» **What to work on**:
Here is the listing. Report each line in it that contains the string "trunk".

» **Records for this exercise**:
# # # # # # #
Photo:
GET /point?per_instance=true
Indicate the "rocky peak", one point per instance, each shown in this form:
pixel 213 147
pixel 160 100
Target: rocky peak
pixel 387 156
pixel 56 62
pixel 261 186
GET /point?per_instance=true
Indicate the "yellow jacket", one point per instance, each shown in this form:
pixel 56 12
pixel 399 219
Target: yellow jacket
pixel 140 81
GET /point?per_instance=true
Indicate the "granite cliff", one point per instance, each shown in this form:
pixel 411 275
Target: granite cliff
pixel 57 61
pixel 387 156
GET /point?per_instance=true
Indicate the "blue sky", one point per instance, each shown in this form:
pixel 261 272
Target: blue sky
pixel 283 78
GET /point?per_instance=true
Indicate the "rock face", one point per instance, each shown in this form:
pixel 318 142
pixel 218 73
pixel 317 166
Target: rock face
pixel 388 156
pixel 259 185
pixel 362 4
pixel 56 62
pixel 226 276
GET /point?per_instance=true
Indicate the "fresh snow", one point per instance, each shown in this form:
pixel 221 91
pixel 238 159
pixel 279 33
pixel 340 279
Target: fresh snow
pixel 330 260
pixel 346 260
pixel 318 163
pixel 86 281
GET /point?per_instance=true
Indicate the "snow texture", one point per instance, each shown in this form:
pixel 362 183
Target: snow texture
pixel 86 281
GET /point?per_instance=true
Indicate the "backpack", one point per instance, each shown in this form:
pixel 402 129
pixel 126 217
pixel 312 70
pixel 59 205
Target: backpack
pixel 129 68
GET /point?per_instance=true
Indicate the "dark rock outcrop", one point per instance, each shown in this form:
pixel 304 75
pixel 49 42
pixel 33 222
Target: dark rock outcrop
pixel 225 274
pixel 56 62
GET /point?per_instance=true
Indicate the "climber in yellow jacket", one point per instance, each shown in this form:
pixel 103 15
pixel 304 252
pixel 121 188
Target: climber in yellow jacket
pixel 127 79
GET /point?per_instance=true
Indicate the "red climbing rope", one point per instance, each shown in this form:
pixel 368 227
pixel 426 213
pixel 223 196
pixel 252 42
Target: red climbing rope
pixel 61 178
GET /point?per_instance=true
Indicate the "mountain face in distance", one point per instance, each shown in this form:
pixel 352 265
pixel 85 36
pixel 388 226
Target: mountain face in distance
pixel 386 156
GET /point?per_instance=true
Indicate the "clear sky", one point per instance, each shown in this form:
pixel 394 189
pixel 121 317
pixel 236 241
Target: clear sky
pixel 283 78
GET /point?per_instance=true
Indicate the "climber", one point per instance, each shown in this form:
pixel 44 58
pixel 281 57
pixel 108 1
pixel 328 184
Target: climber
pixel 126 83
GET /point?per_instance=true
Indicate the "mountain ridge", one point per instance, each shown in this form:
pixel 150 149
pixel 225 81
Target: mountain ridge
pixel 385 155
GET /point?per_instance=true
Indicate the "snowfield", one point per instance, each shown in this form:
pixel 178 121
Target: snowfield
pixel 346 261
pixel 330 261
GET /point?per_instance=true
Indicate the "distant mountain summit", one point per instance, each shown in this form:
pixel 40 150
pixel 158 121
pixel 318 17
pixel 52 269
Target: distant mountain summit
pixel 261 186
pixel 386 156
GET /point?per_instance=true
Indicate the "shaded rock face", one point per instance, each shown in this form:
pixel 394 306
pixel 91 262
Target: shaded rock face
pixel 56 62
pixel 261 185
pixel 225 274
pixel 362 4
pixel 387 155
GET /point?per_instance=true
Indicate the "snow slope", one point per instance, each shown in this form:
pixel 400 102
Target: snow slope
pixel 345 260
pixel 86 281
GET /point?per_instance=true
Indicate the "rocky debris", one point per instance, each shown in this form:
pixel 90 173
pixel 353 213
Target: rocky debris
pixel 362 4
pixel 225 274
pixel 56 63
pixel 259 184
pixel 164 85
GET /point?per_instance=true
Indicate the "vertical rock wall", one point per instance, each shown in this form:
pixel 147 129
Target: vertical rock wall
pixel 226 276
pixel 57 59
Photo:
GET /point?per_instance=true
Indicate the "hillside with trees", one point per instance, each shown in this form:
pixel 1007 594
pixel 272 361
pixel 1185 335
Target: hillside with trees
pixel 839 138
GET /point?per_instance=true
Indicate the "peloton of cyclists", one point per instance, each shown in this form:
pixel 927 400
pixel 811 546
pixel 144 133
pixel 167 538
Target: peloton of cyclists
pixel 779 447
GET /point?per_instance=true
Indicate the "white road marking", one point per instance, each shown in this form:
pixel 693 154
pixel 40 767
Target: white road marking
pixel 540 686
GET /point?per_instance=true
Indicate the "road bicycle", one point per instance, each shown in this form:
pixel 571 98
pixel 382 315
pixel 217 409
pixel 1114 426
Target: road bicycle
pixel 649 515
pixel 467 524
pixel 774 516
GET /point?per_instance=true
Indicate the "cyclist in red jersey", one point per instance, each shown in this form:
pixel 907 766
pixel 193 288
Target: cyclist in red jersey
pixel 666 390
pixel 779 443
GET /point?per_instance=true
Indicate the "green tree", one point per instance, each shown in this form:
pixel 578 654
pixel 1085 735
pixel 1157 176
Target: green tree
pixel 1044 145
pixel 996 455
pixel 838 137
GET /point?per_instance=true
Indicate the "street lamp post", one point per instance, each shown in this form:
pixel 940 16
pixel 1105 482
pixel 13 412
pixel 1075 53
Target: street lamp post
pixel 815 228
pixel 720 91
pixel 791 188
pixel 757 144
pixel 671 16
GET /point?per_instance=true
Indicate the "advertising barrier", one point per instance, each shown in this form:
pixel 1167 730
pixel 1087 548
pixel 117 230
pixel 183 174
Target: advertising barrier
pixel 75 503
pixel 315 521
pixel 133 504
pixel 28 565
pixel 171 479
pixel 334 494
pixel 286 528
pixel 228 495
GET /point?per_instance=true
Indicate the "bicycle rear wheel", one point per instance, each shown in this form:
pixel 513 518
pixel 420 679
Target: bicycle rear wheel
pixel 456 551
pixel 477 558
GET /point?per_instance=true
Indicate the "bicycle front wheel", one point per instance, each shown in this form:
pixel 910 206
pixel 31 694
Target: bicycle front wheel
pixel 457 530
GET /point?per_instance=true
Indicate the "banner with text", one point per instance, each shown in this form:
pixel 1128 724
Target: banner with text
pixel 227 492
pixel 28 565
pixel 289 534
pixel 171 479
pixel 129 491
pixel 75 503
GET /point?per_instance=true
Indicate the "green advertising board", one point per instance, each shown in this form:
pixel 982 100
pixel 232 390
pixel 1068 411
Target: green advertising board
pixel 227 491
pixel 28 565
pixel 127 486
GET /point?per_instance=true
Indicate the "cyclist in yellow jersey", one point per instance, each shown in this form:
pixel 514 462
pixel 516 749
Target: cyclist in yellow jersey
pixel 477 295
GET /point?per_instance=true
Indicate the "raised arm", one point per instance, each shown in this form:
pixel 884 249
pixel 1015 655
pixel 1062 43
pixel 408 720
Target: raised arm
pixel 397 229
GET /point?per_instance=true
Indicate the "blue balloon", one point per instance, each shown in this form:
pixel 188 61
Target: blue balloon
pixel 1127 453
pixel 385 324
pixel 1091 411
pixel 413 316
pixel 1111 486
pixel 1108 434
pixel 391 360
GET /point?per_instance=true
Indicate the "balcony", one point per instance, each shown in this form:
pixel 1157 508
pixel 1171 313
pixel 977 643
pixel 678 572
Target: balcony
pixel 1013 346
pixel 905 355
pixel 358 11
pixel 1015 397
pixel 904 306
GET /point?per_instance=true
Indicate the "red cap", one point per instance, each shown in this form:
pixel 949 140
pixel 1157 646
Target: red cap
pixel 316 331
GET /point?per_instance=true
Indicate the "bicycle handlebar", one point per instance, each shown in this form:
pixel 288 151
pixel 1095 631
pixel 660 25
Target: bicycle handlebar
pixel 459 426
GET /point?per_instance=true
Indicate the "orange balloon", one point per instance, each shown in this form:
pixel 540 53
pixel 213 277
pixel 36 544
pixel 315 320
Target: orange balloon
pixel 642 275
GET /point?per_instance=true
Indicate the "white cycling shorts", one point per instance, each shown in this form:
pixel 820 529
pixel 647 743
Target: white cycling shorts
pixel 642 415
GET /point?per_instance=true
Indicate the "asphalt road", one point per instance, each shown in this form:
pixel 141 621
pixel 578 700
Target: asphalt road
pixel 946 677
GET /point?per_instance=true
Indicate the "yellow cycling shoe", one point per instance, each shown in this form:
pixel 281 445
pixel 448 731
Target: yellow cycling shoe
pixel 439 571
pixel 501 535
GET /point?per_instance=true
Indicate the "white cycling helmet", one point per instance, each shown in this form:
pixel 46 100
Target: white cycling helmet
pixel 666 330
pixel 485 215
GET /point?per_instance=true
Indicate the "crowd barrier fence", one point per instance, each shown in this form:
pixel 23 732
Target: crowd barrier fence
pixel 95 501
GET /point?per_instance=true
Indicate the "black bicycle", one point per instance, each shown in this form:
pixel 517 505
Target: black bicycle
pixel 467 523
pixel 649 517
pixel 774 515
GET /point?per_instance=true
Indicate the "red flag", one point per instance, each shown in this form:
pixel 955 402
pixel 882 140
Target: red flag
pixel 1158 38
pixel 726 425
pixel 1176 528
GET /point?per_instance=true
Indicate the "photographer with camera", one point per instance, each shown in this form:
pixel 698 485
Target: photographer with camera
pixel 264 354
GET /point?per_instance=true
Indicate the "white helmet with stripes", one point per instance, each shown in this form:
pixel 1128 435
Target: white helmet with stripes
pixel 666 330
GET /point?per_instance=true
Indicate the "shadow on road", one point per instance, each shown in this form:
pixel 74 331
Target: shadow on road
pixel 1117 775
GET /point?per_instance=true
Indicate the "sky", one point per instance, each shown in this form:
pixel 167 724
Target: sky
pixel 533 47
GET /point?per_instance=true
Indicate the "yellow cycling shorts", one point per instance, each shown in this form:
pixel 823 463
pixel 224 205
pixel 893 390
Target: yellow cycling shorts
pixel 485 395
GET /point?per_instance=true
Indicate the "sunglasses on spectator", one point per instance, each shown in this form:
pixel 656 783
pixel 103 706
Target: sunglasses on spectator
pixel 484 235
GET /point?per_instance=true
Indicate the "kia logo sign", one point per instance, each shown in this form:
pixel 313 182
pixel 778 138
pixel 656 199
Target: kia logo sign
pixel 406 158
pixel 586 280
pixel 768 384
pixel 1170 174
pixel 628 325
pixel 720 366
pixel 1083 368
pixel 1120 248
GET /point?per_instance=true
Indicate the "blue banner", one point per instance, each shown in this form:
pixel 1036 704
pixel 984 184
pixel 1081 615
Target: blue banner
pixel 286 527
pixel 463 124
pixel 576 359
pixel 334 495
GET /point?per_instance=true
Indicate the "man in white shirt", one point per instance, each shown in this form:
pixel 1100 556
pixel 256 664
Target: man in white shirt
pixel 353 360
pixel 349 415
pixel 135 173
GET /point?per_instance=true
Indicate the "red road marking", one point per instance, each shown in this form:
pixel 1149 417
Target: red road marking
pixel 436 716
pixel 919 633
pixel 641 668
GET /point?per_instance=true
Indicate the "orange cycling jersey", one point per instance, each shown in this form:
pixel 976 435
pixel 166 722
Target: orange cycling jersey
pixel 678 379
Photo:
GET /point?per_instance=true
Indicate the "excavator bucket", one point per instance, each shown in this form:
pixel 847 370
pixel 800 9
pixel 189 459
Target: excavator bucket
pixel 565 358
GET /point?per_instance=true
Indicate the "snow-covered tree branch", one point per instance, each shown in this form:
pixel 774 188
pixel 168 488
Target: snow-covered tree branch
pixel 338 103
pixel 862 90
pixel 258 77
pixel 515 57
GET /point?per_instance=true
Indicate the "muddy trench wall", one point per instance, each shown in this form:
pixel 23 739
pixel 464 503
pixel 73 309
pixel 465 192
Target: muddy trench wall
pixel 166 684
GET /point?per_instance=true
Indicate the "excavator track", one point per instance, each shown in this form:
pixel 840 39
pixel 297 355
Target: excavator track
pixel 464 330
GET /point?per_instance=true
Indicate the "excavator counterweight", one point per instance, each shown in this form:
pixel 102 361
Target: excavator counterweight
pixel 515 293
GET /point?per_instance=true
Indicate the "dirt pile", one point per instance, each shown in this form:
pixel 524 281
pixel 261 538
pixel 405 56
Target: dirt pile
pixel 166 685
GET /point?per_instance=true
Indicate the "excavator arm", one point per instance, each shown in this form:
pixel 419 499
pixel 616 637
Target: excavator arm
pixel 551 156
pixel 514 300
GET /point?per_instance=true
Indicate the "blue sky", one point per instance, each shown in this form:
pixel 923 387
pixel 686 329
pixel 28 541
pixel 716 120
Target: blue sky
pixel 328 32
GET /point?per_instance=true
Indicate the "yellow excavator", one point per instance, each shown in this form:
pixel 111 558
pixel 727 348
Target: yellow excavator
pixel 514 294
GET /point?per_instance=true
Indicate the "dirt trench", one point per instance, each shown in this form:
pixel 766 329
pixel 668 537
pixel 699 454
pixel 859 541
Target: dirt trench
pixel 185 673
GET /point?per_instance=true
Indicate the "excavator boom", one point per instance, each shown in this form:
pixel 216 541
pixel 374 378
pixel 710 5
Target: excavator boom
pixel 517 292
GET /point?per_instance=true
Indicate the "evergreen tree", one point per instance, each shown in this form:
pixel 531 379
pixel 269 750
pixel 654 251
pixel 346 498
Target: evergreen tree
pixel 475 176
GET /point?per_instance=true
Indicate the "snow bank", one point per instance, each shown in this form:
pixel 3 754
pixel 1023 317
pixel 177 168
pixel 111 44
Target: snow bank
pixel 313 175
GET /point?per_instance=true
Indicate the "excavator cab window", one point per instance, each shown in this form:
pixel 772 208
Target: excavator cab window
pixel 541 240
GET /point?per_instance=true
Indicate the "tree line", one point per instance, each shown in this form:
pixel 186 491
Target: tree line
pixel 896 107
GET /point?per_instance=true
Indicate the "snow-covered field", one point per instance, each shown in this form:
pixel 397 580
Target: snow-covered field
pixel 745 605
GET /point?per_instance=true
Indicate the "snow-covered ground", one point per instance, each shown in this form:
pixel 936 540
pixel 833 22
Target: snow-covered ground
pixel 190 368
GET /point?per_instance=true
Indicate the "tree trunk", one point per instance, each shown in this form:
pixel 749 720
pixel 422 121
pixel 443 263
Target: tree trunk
# # # # # # #
» **Result of the exercise**:
Indicate the "tree trunk", one point per instance, each shown in this form:
Target: tree trunk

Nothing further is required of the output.